## CHALLENGE
Count the lines in the listing below that contain the word "hand". Reply with only that number.
* begin LISTED ENTRIES *
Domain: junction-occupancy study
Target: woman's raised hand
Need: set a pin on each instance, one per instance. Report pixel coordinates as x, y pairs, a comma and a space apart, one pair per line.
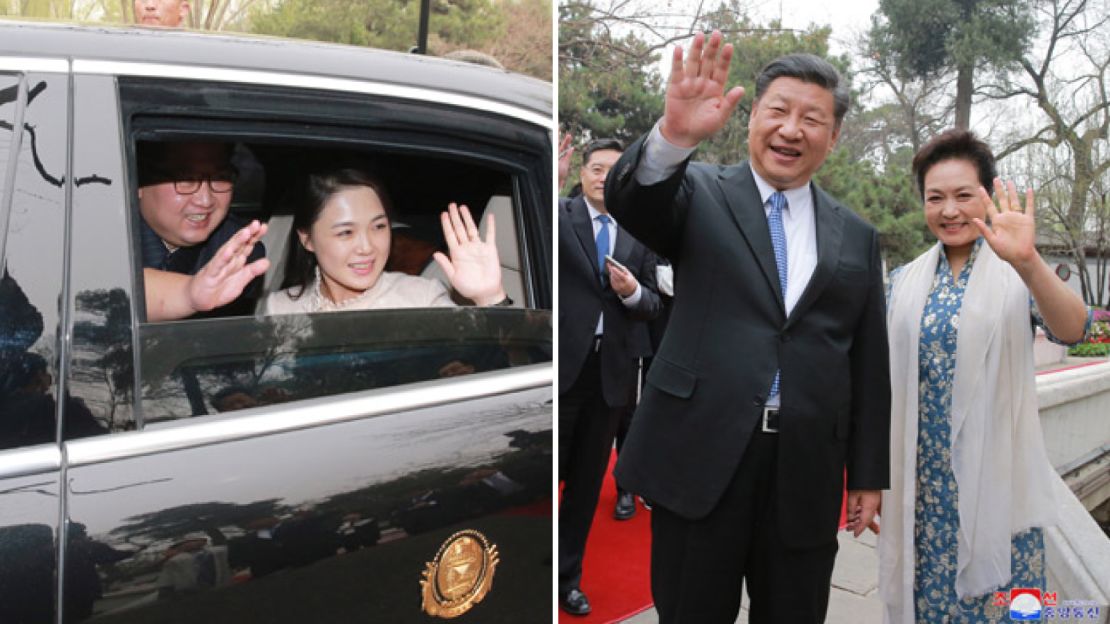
* end LISTED ENTRIES *
* begin LISTED ENTRIES *
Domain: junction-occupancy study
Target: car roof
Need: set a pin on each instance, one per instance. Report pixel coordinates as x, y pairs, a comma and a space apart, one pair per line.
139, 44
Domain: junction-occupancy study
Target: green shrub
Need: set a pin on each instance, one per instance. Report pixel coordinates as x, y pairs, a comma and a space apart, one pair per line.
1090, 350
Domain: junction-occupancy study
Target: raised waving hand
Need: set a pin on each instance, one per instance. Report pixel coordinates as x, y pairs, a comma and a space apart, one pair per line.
* end LISTED ENTRIES *
## SOLUTION BELOW
2